**TASK TO COMPLETE:**
Please locate every line in the data below that contains the word "grass" and copy each of those lines.

**LISTED ENTRIES:**
┄┄┄┄┄┄┄┄┄┄
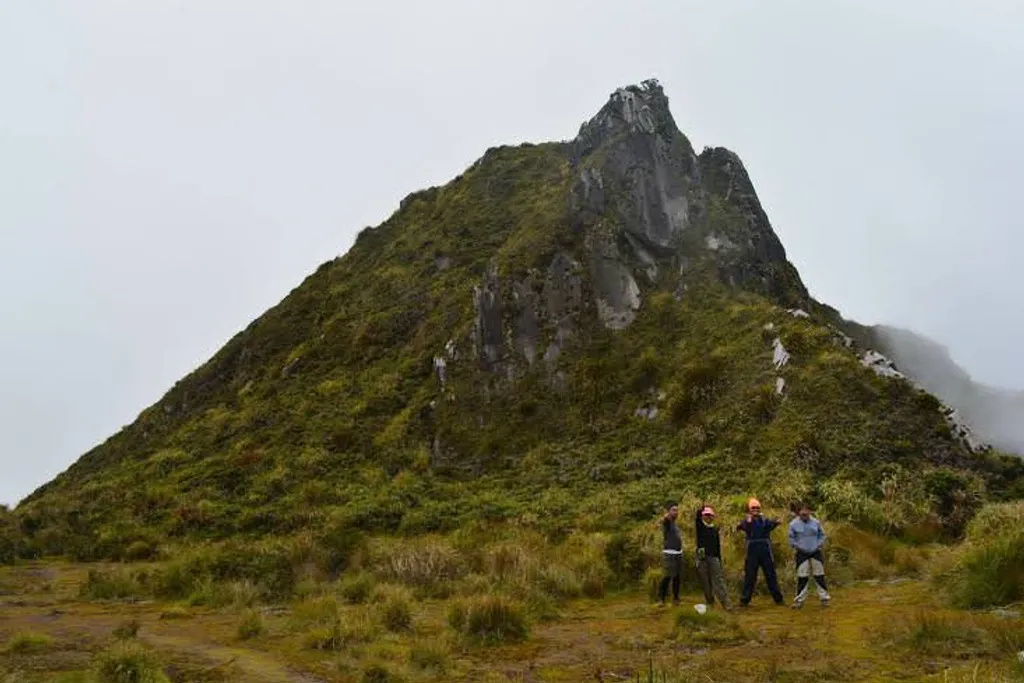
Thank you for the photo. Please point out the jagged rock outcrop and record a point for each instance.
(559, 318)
┄┄┄┄┄┄┄┄┄┄
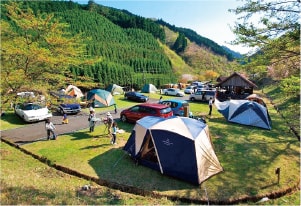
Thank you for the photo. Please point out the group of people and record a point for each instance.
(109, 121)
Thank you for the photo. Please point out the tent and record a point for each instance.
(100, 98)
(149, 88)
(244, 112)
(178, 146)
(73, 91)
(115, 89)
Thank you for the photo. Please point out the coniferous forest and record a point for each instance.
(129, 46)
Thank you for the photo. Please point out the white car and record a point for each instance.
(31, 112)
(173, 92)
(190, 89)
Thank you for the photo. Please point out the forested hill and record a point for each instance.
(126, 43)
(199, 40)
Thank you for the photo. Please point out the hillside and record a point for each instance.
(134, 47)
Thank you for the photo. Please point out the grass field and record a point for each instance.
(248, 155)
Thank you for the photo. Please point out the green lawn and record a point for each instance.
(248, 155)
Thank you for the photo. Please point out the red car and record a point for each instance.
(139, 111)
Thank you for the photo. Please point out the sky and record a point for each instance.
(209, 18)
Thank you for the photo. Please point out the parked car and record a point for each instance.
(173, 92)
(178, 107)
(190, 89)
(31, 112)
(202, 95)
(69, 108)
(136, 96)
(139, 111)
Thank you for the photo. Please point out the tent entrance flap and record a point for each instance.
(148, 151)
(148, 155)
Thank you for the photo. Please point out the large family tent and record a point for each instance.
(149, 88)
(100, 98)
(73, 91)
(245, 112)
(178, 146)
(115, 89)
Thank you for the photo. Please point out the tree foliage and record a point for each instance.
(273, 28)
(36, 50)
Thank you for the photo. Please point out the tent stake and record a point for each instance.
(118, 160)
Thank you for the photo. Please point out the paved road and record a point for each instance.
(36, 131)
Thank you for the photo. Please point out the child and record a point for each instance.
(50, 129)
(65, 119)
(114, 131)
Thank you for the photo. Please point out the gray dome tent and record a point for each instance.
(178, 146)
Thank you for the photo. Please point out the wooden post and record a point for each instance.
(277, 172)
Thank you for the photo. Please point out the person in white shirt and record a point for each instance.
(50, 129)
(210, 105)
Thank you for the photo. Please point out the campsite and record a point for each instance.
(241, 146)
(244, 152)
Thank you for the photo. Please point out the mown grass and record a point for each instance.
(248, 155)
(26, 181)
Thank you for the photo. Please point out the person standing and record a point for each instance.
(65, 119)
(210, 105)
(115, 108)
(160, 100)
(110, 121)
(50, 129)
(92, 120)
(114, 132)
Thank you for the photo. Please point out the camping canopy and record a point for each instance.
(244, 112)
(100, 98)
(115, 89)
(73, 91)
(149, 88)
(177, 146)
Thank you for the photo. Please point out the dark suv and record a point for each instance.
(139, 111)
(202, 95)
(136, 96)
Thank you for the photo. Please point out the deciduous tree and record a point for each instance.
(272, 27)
┄┄┄┄┄┄┄┄┄┄
**SOLVED EXERCISE:**
Thank you for the photo. Please point out the grass field and record a point for each instance.
Thank you for the photo. Please point out the mown grass and record a point for each instance.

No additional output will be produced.